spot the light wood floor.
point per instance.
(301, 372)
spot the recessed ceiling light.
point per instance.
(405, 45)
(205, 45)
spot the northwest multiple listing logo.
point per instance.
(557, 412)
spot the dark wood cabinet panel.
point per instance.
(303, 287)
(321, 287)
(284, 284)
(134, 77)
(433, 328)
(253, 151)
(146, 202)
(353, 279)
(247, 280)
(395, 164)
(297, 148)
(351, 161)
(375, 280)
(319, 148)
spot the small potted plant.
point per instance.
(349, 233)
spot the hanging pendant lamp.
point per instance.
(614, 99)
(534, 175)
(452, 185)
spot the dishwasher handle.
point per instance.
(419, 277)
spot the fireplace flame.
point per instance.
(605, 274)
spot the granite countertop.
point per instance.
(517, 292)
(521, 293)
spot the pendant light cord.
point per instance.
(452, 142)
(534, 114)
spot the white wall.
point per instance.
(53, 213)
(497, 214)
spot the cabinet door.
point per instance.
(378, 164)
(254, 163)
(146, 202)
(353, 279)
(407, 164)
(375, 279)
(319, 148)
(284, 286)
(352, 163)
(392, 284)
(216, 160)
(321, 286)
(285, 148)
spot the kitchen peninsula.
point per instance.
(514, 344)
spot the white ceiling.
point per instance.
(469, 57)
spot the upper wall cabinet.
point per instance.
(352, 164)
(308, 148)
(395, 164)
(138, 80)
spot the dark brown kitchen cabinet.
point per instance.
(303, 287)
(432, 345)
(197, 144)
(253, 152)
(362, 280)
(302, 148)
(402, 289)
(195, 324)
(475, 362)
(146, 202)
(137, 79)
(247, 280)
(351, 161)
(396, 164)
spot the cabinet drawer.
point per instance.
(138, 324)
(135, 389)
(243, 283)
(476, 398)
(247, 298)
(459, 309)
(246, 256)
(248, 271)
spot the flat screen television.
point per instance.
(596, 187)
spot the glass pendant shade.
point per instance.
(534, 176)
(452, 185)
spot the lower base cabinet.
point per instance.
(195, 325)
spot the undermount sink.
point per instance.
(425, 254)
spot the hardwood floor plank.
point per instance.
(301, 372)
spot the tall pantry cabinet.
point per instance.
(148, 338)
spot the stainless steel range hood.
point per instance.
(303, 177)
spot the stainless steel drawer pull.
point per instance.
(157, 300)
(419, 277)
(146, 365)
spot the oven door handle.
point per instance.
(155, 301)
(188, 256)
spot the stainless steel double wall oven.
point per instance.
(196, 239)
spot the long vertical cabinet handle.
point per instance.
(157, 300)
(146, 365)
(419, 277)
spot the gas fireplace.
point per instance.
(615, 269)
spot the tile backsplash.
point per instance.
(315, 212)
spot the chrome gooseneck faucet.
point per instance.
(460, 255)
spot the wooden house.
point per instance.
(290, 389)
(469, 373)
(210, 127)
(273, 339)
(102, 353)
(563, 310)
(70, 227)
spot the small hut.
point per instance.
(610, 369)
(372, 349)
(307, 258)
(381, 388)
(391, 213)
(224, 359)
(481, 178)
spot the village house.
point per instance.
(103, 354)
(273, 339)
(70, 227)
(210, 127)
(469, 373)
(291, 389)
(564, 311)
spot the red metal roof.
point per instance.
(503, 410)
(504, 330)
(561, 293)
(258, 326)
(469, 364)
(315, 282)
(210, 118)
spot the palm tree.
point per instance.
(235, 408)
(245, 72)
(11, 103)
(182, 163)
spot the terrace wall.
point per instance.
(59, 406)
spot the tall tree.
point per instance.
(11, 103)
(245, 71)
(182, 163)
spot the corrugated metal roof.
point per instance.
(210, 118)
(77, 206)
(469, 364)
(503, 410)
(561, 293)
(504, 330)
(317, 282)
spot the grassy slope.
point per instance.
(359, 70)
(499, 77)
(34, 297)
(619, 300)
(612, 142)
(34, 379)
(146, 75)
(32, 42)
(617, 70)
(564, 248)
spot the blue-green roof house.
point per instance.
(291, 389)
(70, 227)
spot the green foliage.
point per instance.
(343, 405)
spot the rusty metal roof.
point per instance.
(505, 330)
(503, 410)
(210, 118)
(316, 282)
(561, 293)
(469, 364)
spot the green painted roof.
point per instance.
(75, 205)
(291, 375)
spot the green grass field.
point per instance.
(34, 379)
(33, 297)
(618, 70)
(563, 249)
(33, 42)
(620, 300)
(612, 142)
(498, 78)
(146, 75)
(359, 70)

+---+

**Task statement**: Scan the listing above and identify each line holding the string "dark"; copy every such line.

**Output of the task**:
spot the dark wood cabinet panel.
spot the dark brown kitchen cabinet.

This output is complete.